Text block.
# # # # # # #
# Really Reliable Powerbook



## macco (Jan 24, 2006)

hi guys, 

Well checked this out....One of my friends had a car accident. all is okay, he was in the car with his wife and daughter, all okay. the only "injured" was his portable. that was sitting on the deadman sit (front right of the driver). not the make the story long check out the picture. The thing is that the PB is still working.. I mean he works on in, but he connets it to a normal monitor....... This IS REALLY a string and reliable computer )))


----------



## macco (Jan 24, 2006)

Sorry if I misplaced the post I did not know where to post it... ah.. now I see.. sorry again .. can sombody move it  ?


----------



## Zammy-Sam (Jan 24, 2006)

Ouch and yet impressive. So, now he has a good desktop, huh?
(Cafe would be a better place..)


----------



## powermac (Jan 24, 2006)

Glad he and his family are okay. Ouch for the PB.


----------



## Shookster (Jan 24, 2006)

Can he still put CDs in the drive? It's good to see that not even a car crash can destroy a PowerBook. My Windows laptop broke in my *bag* whilst carrying it.


----------



## Veljo (Jan 25, 2006)

Wow, that looks terrible. Glad to see it still works, and another example of Apple quality


----------



## ScottW (Jan 25, 2006)

Awesome, I had to show everyone at work. Great story. Hmmm... maybe like children need child seats, maybe laptops should have seats.


----------



## fryke (Jan 25, 2006)

Erh... Notebooks usually have good laptop-bags that protect them from things like this... At least mine do.


----------



## sirstaunch (Jan 25, 2006)

Looks like the screen on my mobile phone


----------



## Timotheos100 (Jan 29, 2006)

The Pbook sat up front while the family sat in the back? Thats classic


----------



## adambyte (Jan 30, 2006)

I'd love to know how the people at an Apple store react when he asks, "How can we put my old Mac data in a new MacBook Pro?" and then plops THIS thing on the Genius bar.


----------



## Ricky (Feb 18, 2006)

Reminds me of the baked PowerBook a couple of years back.

Unfortunately, the photos seem to have all gone.


----------
# # # # # # #
Data listing.
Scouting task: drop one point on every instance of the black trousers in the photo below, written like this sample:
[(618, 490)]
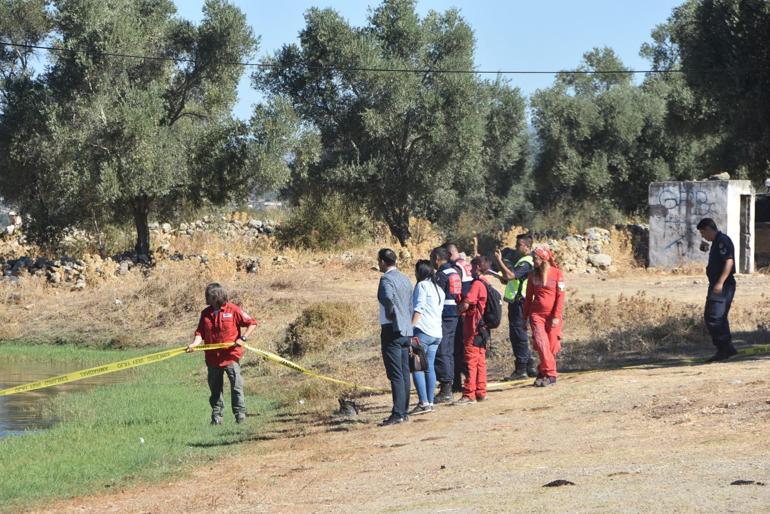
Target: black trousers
[(445, 356), (517, 331), (396, 359), (461, 368), (715, 315)]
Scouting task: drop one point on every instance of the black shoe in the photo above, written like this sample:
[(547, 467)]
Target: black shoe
[(444, 394), (519, 373), (393, 420), (722, 355)]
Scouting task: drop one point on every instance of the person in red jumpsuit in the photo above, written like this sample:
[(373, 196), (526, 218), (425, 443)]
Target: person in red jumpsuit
[(472, 309), (543, 307)]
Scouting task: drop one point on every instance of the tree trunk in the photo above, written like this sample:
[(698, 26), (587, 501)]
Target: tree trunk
[(141, 210), (399, 227)]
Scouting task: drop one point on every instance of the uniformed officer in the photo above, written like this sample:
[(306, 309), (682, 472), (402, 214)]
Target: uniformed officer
[(514, 276), (720, 271)]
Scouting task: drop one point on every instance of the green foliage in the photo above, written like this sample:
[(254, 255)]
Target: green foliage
[(96, 443), (723, 47), (600, 137), (425, 144), (97, 136), (324, 223)]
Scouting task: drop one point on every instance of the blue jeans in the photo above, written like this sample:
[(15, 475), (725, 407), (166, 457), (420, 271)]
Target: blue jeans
[(425, 382)]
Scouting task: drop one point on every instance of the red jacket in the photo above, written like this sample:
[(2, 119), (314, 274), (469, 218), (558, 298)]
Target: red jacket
[(545, 300), (223, 326)]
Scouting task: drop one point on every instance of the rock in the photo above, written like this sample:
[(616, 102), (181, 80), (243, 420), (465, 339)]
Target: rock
[(600, 260), (720, 176)]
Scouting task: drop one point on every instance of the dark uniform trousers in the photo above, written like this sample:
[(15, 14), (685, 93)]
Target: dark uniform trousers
[(716, 312), (445, 358), (517, 331)]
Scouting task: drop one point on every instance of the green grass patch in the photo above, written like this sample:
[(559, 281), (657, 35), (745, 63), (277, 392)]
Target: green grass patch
[(97, 443)]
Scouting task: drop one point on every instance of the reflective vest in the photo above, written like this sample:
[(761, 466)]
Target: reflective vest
[(517, 287)]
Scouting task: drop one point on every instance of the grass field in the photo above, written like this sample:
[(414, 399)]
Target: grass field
[(152, 426)]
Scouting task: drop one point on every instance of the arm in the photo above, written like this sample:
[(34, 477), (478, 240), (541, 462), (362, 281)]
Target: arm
[(528, 298), (729, 263), (506, 274), (386, 293), (558, 307), (196, 342), (418, 301)]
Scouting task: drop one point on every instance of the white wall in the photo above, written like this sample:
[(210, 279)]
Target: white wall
[(677, 207)]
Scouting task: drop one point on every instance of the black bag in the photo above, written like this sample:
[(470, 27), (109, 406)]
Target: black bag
[(482, 337), (418, 360), (493, 311)]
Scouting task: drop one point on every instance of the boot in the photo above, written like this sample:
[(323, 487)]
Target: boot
[(519, 373), (445, 393)]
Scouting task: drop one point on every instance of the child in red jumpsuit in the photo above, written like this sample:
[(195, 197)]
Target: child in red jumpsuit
[(472, 309), (543, 306)]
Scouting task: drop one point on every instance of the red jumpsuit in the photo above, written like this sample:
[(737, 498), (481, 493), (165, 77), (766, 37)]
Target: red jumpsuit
[(475, 385), (542, 304)]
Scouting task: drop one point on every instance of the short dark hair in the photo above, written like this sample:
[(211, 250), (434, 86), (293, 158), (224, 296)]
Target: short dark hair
[(424, 269), (527, 238), (707, 223), (440, 253), (387, 256), (216, 295)]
# # # # # # #
Tasks.
• A. In the forum thread, why does macco ask whether somebody can move the post?
• B. Write out the part of the forum thread from "Ouch and yet" up to and including "for the PB.".
• C. In the forum thread, list the usernames of everyone whose post is dated Jan 25, 2006.

Task responses.
• A. macco asks for the post to be moved because of a worry that it was put in the wrong place, having not known where to post it. macco then realizes where it should have gone and apologizes again.

• B.
Ouch and yet impressive. So, now he has a good desktop, huh?
(Cafe would be a better place..)


----------



## powermac (Jan 24, 2006)

Glad he and his family are okay. Ouch for the PB.

• C.
- Veljo
- ScottW
- fryke
- sirstaunch